PROBLEMS TO WORK ON
1. In the Writeslike.us scenarios text, what level and field of research does Alice want a supervisor for?
2. Extend the Writeslike.us scenarios text, picking up right after its final line.

GIVEN PASSAGE
● ● ● ● ● ● ●

Active collaboration and a flexible approach to development in particular tend to optimise productivity, in that time spent coding also has a knowledge sharing component – and there is relatively little time spent becoming familiar with code before beginning to contribute.

Writeslike.us scenarios

Title: Looking for a supervisor for a research project
Author: Emma Tonkin and Debra Hiom

Narrative: Alice is a student at the University of Oxford. She is looking for a supervisor for her MSc level research in Information Science. She knows what sort of research area she wants to work in, and she has found several example papers of interest to her. She would like to be able to use those papers as a first step in looking for researchers working in that area who either work at her university, an affiliated institution or somewhere geographically local. She would like to get back a list of researchers, their institutional and departmental roles and their previous work and supervisory experience.

Title: Classifying events and forums by listed participants
Author: Em (adapted from Ana’s Tea For Two article, D-Lib)

● ● ● ● ● ● ●

DATASET
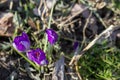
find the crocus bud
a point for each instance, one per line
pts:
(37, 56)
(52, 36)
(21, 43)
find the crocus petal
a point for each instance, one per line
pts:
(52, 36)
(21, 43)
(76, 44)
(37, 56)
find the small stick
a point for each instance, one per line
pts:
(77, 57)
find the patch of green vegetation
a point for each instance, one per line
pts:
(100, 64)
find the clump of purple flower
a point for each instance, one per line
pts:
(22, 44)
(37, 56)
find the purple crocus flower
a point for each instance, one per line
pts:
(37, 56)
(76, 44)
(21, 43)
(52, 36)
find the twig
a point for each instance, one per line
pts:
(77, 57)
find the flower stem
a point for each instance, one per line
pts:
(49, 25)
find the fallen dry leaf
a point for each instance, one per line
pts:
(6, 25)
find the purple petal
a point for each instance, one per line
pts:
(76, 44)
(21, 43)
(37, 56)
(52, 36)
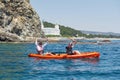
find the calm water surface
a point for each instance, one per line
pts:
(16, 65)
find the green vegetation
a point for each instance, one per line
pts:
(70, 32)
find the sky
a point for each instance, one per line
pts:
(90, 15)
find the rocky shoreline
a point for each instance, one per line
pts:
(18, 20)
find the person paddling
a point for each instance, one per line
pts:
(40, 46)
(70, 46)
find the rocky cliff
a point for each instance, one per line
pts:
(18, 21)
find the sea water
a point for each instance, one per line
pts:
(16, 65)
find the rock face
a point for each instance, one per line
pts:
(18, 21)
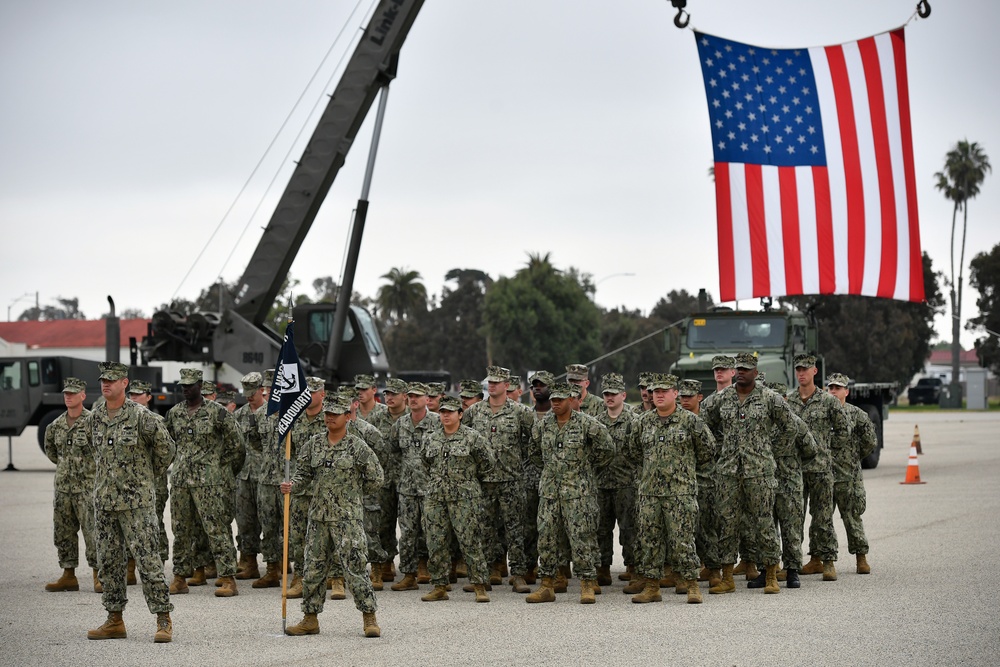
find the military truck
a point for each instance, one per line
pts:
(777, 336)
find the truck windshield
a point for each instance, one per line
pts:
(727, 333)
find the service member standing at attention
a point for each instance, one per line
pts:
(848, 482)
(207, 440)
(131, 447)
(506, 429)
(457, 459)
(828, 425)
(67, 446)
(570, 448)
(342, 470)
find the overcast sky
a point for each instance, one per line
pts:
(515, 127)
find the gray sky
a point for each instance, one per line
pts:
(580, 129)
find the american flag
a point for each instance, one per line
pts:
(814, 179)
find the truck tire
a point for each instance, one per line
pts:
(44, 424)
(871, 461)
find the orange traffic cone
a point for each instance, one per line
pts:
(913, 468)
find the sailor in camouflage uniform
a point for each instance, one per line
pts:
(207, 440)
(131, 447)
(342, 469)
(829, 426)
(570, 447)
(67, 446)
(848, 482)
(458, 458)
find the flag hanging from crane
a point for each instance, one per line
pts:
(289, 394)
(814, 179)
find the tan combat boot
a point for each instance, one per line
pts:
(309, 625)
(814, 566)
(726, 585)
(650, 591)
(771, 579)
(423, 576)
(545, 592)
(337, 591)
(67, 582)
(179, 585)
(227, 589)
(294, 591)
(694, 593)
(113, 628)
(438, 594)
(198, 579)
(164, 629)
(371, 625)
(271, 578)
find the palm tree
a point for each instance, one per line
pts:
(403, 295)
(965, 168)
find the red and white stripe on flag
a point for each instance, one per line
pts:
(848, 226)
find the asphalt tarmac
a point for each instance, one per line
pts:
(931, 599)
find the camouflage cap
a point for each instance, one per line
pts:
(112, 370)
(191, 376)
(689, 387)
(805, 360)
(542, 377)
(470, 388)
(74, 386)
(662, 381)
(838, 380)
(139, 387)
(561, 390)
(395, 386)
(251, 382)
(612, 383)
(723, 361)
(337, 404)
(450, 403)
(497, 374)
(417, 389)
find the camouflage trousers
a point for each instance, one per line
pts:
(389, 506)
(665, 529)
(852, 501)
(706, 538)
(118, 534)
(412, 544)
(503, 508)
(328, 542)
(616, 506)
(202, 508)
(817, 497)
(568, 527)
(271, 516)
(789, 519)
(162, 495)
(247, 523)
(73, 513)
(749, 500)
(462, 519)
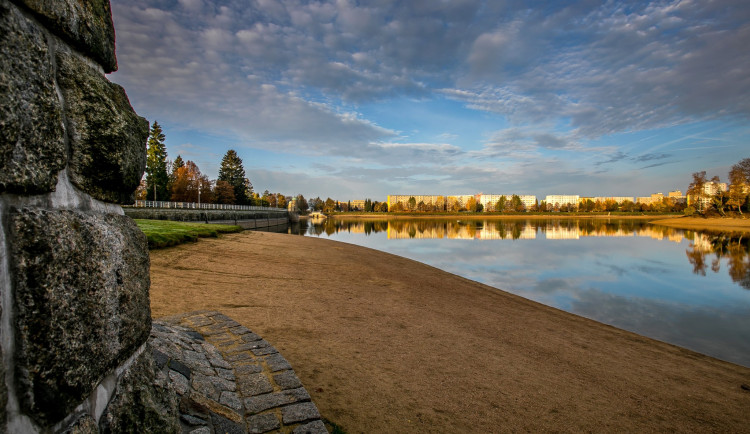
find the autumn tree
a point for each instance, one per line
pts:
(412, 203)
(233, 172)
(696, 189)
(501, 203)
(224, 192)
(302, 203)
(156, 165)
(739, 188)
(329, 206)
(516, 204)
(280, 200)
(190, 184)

● ● ● ● ● ● ●

FINAL RESULTS
1. MSc level research in Information Science.

2.
Narrative: Jonathan is a researcher in evolutionary linguistics. He has become very interested in possible mathematical mechanisms for describing the nature, growth and adaption of language, as he has heard that others, such as Partha Nyogi, have done some very interesting work in this area. Unfortunately, Jonathan is not a mathematician and finds that some of the detail is hard to follow. He realises that what he really needs to do is either to go to the right sort of event or the right sort of online forum and find some people who might be interested in exploring links between his specialist area and their own. Both of these are difficult in their own ways. To go to the right sort of event would mean identifying what sort of event that would be, and he does not have enough money to go to very many. So he chooses to look up possible events and web forums, thinking that he can look through the participant lists for names that he recognises. This is greatly simplified by a system that uses information about the papers and authors that he considers most relevant; with this information it is able to parse through lists of participants in events or online communities in order to provide him with a rough classification of how relevant the group is likely to be to his ideas.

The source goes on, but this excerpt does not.